─── DOCUMENT EXCERPT
I think "difficult" is a tough term to pin down. I was troubled by the fact that the assumption was made as if it was a scientific fact; especially since making the assumption clearly eliminates a valid answer to the question.

Maybe I just took too many logical reasoning / philosophy classes in college...


Meta-discussion remark: whenever I point a flaw in an argument I try to add a disclaimer stating that I'm not necessarily taking the opposite side. This seems to cool down the discussion a bit, especially if the argument in question is in line with the HN (hive-)mindset.

Edit: This was meant as a response to your comment about being downvoted, sorry.


It's more difficult to do well. Easier to get started, but harder to master. At least to my brain.


You are not completely alone in this. And there's also the statement right alongside that equates the difficulty level with working late.

One problem is that the term "programmer" covers such a wide range, from "code monkey" through "business analyst who codes." The range of productivity in code monkeys varies greatly, but they are still essentially fungible. When you start adding analysis and problem solving skills value goes up and fungibility goes down. In organizations that have formalized the separation of coding from analysis and problem solving, the coding roles will (and should) pay less. I think that's a bad decision, but it's certainly common enough.


The truth is a lot of programming is just gluing existing systems together or coding routine CRUD apps. Ironically, those jobs seem to be relatively highly paid.


I think many people who could do these jobs very well would rather be doing something else. Therefore supply is low and demand is high.
──────
#### THE PROBLEM
Reproduce the passage of the comment thread that opens with "Meta-discussion remark: whenever" and closes with "with working late.", substituting "caveat" for "disclaimer".
─── PROVIDED DATA
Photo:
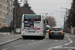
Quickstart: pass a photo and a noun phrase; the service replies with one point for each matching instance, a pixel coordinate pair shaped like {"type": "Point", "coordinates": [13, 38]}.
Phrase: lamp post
──────
#### EXERCISE SOLUTION
Meta-discussion remark: whenever I point a flaw in an argument I try to add a caveat stating that I'm not necessarily taking the opposite side. This seems to cool down the discussion a bit, especially if the argument in question is in line with the HN (hive-)mindset.

Edit: This was meant as a response to your comment about being downvoted, sorry.


It's more difficult to do well. Easier to get started, but harder to master. At least to my brain.


You are not completely alone in this. And there's also the statement right alongside that equates the difficulty level with working late.